What is asked
1. Return every line of the records that contains the word "gray". Case counts.
2. Go on with the issue about the watch deadlock, starting right after its last line.

Document text
Watch hijacking dependency process

Description

Given the following tasks:

  provision:
    desc: "Bring up some dependencies and write the result to .env file"
  ...

  build:
    desc: "Build the service binaries"
    sources:
      - '**/*.go'
      - 'go.mod'
      - 'go.sum'
    generates:
      - './out/bin/server'
      - './out/bin/client'
    cmds:
      - task: provision
      - go build -o ./out/bin/ ./cmd/...
    method: timestamp

  run:
    desc: "Run the services"
    dotenv: ['.env']
    deps: [run:server, run:client]
    watch: true
    sources:
      # do not include .env as it is auto-generated by the provision task
      - exclude: '.env'
      - '*.sql'
    method: none

  run:server:
    deps: [build]
    cmd: ./out/bin/server

  run:client:
    deps: [build]
    cmd: ./out/bin/client

Running task run -v seems to yield a deadlock of some kind, where we have:

task: "provision" finished
task: [build] go build -o ./out/bin/ ./cmd/...

Dataset excerpts

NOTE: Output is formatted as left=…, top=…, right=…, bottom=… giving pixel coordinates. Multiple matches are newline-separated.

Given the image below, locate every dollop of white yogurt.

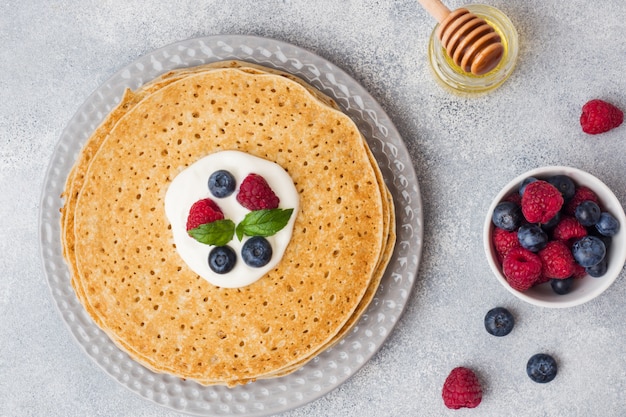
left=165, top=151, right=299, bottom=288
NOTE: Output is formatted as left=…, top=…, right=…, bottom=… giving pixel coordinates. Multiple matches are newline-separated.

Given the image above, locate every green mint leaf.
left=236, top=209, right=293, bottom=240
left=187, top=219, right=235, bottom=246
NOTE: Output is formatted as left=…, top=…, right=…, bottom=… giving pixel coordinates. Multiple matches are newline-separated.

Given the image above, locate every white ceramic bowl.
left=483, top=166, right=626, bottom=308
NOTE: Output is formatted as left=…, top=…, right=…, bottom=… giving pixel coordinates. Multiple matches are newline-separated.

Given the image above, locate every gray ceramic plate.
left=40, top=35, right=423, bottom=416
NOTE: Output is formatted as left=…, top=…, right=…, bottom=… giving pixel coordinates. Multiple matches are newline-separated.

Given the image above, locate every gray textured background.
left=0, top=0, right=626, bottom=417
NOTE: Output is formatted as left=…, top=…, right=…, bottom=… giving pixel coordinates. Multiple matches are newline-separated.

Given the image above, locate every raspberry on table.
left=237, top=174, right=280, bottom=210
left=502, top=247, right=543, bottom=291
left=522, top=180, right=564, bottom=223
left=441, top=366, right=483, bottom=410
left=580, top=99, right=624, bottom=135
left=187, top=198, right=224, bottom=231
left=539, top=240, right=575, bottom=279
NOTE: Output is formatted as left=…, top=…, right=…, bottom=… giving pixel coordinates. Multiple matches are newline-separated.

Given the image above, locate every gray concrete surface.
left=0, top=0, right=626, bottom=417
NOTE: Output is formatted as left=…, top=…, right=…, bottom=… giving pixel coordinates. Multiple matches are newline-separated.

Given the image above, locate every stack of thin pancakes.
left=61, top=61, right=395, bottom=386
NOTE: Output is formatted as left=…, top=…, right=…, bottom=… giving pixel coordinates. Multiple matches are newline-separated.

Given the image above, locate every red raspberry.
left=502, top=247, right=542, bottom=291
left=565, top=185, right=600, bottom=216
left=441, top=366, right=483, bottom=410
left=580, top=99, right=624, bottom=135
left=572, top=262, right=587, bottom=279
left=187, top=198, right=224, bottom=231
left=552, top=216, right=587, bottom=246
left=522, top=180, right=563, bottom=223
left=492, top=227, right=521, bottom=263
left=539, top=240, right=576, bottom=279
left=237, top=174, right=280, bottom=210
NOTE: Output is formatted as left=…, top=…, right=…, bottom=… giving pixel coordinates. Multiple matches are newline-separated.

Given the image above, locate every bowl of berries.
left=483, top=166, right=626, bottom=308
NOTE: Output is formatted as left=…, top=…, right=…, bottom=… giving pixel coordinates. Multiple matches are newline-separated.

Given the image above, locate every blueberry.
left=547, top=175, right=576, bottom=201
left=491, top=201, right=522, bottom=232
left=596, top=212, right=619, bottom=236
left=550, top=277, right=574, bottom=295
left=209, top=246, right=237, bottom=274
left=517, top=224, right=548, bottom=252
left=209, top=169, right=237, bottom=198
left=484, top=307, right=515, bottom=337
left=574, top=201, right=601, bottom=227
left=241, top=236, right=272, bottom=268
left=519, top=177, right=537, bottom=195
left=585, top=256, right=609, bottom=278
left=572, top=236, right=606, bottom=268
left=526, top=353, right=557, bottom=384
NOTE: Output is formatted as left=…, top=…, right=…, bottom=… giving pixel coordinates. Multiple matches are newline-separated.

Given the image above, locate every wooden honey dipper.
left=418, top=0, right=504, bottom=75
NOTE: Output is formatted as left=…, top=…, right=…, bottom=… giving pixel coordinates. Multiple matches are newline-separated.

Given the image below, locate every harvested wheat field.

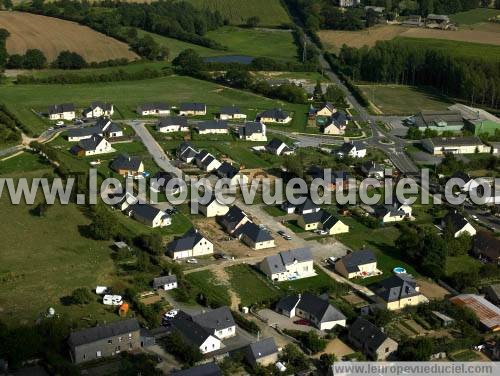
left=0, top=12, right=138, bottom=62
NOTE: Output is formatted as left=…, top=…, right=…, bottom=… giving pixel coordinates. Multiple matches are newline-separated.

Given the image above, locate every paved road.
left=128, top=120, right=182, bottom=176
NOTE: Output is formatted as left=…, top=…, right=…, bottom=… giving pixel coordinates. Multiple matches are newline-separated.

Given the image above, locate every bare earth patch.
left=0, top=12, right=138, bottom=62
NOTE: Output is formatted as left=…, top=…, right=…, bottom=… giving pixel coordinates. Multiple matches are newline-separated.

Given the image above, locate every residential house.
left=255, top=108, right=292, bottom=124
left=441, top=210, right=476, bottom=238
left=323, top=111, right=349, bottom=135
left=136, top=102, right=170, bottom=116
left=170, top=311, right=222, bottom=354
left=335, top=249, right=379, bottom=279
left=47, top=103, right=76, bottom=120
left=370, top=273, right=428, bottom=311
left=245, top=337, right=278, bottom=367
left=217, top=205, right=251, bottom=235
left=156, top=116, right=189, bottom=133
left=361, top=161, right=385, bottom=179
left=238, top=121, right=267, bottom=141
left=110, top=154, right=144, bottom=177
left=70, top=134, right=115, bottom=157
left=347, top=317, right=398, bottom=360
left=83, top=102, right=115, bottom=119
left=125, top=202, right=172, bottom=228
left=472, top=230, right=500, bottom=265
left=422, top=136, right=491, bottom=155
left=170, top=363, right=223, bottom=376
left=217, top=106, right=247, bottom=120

Final results
1.
Given the image above, locate every gray ceramic plate.
Given the image above, locate every gray textured background.
Given the image above, locate every gray concrete surface.

2.
task: received watch event: WRITE         "/Users/myself/Projects/myproject/.env"
task: [run:server] ./out/bin/server
task: skipped for file not in sources: .env

However, running task run:server works just fine.

It seems that, for some reason, having watch turned on makes the run:server step not wait for the build step any longer, so the build doesn't even get to finish, but it tries to run the binary which has not yet been created.

Haven't been able to figure out why this behavior happens though.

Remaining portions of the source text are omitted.